## [PROVIDED TEXT]

######

Memoirs of the Summer, 1998
By Javier Lopez
I live in Florida, the home of flat lands, oranges,
and lack of culture. The Spanish, Seminoles, and
early plantation owners might argue about the latter
conclusion, but they are unaware of the commercial
sprawl that has engulfed the nature. If we wish to go
hiking, the nearest fluctuation in elevation is
Georgia, well over 100 miles away. No, there are only
two places to go hiking here: the swamps and the
cattle farms. You can stand in one place and see only
for about a mile, at best. The trees cover all, and
there is no way to get over them. I have only been on
a mountain once in my life, during a trip to Puerto
Rico when I was nine; tropical regions like Florida
(technically it is the subtropics) are where I have
lived all of my life. If snow ever fell, it would
fall when I was sleeping drifting down in my dreams,
but never landing, never precipitating for me. I have
never experienced snow, but I soon discovered that
people who live with it see it as common or trite,
even as an annoyance. They are not amused by the
beauty or aesthetic pleasure, or if they once were,
that flame has long since been extinguished.

######

## [DATA TO USE]
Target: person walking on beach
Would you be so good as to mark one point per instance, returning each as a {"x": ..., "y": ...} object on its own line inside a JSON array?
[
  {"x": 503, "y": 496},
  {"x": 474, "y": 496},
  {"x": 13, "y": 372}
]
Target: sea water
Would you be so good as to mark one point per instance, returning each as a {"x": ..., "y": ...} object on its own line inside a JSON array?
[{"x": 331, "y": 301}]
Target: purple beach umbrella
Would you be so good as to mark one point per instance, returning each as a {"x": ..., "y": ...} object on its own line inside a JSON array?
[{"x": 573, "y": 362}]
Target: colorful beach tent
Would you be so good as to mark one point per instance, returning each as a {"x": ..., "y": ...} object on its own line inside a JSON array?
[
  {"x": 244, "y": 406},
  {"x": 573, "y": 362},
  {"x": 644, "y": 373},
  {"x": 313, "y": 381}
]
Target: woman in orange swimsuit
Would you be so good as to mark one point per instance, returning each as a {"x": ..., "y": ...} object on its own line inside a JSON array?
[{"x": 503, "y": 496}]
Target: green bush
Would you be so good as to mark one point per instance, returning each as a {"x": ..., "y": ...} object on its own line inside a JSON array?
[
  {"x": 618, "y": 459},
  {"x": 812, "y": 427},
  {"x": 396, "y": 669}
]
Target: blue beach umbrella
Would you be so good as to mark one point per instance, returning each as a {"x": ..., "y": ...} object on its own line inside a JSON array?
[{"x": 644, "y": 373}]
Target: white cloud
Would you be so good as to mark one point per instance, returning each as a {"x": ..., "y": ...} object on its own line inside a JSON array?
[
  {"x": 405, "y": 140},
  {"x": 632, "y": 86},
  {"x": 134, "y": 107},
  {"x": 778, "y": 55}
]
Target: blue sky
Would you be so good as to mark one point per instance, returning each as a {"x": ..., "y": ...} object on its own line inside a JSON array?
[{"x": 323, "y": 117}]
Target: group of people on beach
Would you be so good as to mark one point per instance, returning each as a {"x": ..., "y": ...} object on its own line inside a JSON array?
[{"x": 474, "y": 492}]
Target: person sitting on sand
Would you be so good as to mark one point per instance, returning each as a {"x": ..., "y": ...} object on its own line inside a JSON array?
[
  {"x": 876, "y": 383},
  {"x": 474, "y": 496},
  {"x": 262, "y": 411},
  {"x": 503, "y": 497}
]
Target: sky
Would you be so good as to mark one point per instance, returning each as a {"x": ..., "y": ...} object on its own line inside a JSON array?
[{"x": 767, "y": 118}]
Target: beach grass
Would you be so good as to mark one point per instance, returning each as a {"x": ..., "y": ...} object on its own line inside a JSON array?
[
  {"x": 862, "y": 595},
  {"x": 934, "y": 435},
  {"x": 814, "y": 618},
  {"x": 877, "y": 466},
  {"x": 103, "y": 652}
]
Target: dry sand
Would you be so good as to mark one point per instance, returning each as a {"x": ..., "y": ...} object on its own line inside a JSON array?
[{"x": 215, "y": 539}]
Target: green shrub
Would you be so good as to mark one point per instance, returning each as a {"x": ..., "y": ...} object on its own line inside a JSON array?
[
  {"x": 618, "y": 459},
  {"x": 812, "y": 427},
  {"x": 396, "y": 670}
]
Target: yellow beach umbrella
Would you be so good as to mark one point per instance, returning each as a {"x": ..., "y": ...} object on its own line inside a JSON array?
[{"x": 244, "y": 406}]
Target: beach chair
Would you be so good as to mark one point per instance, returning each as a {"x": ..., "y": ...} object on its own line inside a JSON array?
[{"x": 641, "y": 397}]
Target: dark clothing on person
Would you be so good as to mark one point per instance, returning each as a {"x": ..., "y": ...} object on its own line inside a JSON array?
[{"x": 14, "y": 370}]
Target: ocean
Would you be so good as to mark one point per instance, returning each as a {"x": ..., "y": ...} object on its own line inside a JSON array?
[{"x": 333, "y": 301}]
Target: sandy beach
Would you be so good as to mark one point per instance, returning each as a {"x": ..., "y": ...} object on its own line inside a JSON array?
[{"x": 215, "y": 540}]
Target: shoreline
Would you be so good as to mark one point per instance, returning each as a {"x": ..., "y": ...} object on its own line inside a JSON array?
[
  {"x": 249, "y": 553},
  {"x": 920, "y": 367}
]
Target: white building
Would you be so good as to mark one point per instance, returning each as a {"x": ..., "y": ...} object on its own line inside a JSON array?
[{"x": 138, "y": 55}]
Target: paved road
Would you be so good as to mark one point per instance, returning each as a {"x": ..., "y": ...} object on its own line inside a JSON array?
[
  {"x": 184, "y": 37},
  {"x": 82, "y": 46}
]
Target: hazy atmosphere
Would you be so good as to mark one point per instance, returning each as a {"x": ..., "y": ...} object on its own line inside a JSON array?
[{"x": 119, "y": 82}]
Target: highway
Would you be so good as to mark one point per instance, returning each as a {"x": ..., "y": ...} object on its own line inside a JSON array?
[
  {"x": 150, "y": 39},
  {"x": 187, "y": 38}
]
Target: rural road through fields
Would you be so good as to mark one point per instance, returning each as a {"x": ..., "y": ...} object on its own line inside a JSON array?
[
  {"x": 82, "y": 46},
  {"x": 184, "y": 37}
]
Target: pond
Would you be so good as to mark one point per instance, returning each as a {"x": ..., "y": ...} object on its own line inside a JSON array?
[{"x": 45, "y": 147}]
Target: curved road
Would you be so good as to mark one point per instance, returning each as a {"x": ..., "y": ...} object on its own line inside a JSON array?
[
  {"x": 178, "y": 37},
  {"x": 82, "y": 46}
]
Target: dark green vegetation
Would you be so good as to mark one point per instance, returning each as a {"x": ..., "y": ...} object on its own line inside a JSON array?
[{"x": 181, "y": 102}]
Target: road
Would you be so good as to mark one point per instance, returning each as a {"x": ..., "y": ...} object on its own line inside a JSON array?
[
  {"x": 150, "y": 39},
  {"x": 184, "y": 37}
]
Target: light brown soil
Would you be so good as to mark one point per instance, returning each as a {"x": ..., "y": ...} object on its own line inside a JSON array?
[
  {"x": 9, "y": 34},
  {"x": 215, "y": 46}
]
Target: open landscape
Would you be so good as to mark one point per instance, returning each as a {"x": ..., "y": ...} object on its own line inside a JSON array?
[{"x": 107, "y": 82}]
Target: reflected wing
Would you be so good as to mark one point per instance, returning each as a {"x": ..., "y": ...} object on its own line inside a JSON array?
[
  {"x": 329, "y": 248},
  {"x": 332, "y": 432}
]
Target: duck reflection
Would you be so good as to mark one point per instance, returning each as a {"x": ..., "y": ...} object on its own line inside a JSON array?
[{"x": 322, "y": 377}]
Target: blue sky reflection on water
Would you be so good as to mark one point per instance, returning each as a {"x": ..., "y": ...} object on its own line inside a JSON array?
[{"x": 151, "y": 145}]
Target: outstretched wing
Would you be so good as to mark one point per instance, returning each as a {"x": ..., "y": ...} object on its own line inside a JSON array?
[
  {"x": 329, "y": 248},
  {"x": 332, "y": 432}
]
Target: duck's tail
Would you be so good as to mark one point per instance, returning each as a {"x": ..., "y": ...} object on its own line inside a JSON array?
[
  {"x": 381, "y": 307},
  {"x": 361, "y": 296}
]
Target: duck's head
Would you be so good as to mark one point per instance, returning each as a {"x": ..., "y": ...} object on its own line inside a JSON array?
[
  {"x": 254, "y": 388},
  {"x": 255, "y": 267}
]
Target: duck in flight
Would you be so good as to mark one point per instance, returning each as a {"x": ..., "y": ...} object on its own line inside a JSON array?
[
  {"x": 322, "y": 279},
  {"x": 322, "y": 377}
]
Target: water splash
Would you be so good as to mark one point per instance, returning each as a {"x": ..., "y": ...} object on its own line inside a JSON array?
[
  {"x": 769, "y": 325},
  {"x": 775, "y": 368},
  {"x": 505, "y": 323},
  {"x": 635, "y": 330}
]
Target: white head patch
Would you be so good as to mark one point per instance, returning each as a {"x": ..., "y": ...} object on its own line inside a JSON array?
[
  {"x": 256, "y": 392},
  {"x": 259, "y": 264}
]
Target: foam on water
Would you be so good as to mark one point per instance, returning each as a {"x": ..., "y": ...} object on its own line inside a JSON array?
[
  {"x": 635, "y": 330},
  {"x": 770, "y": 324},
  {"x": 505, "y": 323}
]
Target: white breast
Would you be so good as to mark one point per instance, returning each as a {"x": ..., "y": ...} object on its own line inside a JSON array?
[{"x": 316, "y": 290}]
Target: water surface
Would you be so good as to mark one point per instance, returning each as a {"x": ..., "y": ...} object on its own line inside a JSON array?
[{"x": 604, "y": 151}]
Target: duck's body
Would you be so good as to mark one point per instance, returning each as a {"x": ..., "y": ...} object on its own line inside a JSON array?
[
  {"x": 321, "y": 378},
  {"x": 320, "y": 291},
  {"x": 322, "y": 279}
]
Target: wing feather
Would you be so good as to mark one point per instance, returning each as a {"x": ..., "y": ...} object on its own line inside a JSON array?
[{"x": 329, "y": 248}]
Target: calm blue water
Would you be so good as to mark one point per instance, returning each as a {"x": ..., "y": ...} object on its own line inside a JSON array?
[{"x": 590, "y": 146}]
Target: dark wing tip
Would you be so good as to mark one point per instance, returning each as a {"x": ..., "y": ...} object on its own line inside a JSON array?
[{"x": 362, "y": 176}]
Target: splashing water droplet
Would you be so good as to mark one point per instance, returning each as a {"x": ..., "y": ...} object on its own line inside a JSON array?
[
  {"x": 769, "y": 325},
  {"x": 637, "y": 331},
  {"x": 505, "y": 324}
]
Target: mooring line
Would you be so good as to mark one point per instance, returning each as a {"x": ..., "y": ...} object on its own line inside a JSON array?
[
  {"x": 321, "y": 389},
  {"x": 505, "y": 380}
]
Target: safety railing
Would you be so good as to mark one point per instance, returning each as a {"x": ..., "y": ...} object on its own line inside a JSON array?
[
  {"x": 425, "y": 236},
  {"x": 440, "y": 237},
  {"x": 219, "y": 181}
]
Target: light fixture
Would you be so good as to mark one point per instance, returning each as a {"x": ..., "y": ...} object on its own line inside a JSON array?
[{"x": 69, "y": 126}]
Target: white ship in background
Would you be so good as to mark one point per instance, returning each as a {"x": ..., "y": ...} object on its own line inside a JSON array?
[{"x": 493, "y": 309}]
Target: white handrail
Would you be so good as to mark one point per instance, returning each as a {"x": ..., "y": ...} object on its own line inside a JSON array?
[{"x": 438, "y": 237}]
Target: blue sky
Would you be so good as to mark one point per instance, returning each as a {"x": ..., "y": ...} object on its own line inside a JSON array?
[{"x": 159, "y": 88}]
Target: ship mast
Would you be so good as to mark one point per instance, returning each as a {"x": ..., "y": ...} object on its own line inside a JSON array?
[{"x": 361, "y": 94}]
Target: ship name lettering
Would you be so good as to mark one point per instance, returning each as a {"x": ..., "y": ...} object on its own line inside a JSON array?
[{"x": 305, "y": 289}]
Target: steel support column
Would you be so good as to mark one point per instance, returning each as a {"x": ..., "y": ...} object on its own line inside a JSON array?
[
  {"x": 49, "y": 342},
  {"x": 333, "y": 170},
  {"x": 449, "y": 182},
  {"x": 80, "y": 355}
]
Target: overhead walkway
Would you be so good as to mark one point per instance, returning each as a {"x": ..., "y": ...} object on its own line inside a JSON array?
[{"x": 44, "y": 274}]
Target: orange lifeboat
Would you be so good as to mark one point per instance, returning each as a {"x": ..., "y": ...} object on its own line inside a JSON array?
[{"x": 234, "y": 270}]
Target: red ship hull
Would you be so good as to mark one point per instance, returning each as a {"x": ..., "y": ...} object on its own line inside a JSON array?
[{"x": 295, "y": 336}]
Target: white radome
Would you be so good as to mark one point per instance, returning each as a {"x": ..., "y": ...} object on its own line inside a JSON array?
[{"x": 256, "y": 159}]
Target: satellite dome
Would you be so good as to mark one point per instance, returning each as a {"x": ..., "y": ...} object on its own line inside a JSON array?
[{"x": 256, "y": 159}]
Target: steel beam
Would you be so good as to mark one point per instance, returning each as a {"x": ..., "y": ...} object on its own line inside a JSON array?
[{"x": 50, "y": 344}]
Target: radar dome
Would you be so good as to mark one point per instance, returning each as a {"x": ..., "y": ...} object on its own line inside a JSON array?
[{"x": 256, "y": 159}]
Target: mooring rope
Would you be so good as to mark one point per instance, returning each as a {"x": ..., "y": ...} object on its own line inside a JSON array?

######

## [WHAT YOU WILL DO]
1. Please answer these questions about the memoir:
(a) Where is the nearest change in elevation, and how far away is it?
(b) Where was the writer's only time on a mountain, and at what age?
(c) How do people who live with snow regard it?
2. Output everything in the listing, from the line containing "Target: mooring rope" down to the end of the listing, copying each line without change.
The memoir and the listing are unrelated material.

## [ANSWERS FOR THE TASKS]
1.
(a) Georgia, well over 100 miles away.
(b) Puerto Rico, at age nine.
(c) As common or trite, even as an annoyance.

2.
Target: mooring rope
Would you be so good as to mark one point per instance, returning each as a {"x": ..., "y": ...} object on its own line inside a JSON array?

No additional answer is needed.